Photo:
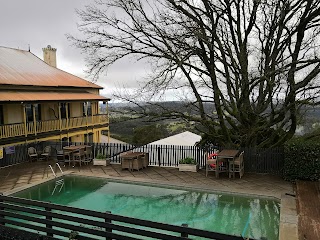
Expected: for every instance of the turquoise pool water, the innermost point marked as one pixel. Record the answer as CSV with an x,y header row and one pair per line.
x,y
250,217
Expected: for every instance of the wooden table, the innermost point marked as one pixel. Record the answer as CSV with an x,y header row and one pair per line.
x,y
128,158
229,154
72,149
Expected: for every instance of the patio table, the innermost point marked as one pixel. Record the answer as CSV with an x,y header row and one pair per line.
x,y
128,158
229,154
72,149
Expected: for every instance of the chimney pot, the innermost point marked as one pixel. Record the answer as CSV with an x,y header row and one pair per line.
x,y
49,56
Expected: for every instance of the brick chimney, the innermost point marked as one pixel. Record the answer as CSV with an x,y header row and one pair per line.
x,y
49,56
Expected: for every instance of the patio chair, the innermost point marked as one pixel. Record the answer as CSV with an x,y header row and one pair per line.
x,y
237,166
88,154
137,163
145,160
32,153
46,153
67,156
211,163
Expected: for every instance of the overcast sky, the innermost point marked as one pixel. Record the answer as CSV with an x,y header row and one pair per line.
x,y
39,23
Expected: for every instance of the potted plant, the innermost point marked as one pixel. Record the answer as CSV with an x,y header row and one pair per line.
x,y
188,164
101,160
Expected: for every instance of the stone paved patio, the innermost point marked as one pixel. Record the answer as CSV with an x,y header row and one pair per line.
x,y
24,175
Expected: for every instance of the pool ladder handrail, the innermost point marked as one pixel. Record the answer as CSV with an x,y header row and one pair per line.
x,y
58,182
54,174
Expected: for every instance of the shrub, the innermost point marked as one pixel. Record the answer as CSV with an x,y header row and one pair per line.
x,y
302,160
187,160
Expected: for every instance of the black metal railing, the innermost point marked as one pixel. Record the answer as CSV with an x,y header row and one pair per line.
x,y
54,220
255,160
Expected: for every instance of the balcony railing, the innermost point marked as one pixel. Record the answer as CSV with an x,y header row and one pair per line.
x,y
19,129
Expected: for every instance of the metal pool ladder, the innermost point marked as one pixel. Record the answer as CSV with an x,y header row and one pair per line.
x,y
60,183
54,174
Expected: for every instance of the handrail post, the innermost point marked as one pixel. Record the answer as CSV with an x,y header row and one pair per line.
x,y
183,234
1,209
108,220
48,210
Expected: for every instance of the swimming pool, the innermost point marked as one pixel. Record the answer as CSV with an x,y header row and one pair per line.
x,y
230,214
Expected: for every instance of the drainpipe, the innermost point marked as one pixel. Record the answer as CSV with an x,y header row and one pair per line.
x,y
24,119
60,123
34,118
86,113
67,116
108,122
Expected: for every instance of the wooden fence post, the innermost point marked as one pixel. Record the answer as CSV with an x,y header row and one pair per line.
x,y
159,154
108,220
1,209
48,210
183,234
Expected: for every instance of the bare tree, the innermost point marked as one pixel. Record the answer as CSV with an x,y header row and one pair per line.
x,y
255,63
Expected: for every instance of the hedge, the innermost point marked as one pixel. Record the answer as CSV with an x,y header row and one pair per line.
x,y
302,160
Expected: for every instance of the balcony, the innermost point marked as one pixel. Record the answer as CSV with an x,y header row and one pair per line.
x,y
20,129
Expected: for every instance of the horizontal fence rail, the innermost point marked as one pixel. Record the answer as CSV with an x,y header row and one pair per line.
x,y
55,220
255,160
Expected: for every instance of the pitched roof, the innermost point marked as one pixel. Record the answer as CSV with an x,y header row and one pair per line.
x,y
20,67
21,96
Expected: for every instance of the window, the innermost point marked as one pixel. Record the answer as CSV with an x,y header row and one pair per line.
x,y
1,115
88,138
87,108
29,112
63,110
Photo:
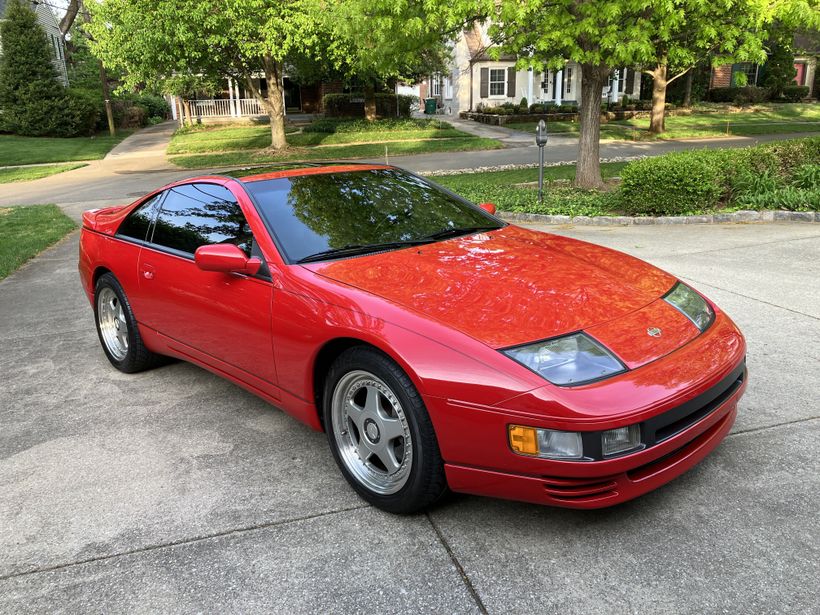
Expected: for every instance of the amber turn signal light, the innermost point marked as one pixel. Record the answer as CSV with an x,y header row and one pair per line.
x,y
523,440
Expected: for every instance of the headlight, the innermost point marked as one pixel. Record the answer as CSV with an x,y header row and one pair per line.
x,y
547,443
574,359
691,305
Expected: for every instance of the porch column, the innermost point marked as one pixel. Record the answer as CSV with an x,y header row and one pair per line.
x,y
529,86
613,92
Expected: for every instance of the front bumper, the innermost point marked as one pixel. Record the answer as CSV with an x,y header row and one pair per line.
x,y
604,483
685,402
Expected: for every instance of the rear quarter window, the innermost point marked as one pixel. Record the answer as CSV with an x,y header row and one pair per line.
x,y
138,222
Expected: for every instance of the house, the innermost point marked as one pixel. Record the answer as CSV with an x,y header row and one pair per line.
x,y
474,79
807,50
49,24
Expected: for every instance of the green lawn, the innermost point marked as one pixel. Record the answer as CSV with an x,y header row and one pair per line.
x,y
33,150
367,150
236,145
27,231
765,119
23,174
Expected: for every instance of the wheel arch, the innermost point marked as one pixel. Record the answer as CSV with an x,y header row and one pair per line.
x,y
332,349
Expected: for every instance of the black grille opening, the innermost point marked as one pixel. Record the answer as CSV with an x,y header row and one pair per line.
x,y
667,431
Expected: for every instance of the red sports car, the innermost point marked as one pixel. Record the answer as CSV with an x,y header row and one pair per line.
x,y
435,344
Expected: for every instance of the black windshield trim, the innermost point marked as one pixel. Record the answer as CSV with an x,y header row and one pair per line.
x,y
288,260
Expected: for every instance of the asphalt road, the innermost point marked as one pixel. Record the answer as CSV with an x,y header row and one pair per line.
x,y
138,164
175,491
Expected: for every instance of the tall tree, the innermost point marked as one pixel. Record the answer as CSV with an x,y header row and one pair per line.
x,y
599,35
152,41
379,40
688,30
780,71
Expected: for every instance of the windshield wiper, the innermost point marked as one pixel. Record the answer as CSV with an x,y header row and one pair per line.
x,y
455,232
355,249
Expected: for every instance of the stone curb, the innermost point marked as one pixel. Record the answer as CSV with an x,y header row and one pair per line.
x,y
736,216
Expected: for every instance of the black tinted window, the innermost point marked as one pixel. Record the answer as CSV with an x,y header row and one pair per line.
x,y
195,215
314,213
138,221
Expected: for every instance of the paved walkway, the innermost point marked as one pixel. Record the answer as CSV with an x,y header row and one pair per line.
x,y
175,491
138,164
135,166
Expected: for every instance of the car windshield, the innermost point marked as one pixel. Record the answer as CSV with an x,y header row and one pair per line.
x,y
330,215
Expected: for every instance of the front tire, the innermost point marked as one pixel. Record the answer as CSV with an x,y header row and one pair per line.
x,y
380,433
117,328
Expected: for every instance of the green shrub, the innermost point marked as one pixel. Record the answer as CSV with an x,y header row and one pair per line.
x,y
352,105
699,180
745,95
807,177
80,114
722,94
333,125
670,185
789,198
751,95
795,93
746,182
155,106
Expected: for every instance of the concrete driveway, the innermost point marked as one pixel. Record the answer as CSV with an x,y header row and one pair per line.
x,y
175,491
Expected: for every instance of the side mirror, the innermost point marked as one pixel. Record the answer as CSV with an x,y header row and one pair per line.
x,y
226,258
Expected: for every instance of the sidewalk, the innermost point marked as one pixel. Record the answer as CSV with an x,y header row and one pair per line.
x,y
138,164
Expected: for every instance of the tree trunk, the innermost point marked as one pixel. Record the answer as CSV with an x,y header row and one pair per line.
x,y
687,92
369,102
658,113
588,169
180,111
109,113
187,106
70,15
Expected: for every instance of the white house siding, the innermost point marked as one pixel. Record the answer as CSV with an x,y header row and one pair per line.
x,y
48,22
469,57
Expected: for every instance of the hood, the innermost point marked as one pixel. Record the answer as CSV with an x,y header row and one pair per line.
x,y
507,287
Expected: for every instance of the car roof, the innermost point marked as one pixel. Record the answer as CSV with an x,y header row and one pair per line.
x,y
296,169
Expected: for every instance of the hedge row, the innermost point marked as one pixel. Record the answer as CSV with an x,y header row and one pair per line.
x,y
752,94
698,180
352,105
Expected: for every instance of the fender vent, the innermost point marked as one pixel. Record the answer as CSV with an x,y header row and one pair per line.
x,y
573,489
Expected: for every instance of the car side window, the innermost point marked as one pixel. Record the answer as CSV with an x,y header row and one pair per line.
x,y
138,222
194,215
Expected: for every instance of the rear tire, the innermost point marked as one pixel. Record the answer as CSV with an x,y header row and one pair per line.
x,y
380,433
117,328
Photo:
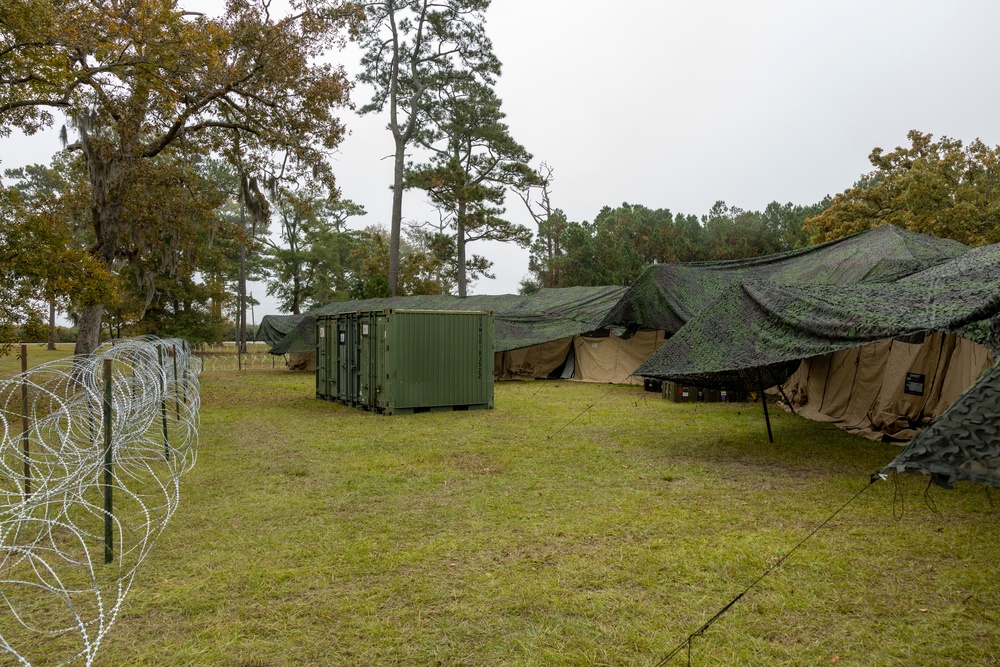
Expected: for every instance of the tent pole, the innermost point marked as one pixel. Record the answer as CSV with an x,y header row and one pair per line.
::::::::
→ **What you need to do**: Set down, exactly as written, each line from the one that contains "Expected: for every instance of the rear tire, the" to the last line of the records, but none of the pictures.

→ **Reply to the exercise**:
Expected: for every instance of the rear tire, the innermost point marked as one pixel. Record the answer as CSV with an x,y header row and one pair per line.
x,y
380,433
117,328
Photo:
Expected: for every instance of the tent pole, the innermost point marked as one pixel. Record the answer as CSV with an x,y header row and one pair per line.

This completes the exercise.